- Opening Delimiter -
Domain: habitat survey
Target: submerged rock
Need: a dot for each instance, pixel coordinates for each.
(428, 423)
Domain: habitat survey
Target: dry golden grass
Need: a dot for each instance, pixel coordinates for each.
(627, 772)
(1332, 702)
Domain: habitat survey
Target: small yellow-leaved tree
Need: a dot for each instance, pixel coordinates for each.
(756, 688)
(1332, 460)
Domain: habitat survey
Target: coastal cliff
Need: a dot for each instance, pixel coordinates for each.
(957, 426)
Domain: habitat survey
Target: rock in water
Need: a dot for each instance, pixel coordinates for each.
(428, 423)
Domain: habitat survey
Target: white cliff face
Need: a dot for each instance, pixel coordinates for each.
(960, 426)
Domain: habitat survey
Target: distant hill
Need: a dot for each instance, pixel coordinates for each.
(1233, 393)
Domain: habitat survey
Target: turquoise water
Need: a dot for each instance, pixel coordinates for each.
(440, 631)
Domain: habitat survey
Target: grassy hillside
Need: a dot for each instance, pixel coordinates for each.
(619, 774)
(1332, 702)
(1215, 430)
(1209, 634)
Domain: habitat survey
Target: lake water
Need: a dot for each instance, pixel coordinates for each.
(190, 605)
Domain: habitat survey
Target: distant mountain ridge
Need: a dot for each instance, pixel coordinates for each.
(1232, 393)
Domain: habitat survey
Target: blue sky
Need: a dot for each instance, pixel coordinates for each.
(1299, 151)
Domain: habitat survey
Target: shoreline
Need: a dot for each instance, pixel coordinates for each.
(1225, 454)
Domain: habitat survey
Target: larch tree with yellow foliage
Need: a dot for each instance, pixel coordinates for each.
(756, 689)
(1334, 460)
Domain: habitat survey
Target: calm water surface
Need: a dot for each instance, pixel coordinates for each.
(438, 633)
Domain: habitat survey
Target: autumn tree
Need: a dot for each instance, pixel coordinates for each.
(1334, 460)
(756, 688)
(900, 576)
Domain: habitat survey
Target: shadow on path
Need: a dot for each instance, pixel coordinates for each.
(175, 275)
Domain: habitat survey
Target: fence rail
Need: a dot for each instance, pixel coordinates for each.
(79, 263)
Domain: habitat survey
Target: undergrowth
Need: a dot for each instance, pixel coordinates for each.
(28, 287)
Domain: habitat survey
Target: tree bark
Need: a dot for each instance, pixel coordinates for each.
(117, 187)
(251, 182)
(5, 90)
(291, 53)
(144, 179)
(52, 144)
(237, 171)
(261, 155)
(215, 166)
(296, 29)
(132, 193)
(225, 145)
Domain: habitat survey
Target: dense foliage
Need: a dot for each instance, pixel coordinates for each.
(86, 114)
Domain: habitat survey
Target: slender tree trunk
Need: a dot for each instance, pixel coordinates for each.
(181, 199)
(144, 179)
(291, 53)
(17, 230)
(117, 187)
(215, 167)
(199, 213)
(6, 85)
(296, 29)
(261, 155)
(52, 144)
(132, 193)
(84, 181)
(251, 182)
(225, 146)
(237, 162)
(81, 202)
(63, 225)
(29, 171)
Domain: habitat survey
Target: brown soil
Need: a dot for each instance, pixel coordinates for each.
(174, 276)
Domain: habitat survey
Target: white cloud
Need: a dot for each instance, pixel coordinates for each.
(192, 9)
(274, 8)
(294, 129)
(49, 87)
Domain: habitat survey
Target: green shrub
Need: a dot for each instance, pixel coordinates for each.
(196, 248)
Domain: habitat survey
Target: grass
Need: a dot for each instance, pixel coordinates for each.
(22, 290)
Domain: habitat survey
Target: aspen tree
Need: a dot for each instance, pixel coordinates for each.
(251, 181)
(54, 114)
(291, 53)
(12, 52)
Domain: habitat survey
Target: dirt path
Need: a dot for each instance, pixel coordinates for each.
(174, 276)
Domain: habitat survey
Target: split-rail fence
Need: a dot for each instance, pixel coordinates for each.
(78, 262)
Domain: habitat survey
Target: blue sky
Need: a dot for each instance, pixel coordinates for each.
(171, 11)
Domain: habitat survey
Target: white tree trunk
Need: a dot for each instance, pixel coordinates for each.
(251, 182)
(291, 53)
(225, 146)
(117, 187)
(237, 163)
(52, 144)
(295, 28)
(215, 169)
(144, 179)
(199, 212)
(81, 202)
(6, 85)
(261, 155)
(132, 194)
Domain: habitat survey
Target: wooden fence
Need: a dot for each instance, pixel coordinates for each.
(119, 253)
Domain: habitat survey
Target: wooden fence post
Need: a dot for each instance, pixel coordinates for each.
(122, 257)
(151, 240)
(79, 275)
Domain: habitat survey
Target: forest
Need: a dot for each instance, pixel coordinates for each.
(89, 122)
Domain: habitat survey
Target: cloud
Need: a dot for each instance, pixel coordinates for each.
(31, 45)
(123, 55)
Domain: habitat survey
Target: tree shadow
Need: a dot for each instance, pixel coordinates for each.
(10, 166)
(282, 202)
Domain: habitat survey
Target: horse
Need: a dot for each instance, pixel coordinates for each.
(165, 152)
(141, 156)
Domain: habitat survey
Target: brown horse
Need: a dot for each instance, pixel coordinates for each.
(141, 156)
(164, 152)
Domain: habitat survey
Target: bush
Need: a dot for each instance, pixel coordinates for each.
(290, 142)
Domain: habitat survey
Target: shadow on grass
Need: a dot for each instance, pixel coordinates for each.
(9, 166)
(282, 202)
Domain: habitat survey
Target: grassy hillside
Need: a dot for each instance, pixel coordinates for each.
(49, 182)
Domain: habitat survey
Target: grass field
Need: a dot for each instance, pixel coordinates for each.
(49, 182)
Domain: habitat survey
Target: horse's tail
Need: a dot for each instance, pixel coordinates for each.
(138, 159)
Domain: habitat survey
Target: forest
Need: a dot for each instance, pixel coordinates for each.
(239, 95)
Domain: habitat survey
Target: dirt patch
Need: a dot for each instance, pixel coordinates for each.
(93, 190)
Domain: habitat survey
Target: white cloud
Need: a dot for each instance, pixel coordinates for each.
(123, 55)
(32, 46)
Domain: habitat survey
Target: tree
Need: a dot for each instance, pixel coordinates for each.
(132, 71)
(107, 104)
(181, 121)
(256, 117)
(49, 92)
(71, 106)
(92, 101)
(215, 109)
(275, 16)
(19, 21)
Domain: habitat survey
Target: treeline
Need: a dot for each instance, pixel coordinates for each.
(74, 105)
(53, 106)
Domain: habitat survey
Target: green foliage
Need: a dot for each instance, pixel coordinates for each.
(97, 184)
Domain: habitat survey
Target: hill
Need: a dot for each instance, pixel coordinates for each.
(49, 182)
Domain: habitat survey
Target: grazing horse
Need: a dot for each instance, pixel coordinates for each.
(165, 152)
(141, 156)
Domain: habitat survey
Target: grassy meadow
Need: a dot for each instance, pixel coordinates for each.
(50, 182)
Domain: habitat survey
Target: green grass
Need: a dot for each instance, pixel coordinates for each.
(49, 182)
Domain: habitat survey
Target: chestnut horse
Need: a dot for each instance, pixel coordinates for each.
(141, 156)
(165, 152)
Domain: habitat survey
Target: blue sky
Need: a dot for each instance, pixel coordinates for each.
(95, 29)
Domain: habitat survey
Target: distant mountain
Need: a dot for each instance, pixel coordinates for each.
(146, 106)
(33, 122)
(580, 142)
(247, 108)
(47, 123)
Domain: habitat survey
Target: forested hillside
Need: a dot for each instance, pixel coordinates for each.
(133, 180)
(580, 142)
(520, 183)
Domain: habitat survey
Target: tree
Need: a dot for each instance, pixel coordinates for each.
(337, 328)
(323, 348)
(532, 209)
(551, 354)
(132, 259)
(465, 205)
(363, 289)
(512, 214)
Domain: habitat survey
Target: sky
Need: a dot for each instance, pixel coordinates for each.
- Closing Delimiter -
EXERCISE INSTRUCTIONS
The answer must consist of every line from the records above that holds "green".

TASK ANSWER
Target: green shrub
Target: green foliage
Target: green grass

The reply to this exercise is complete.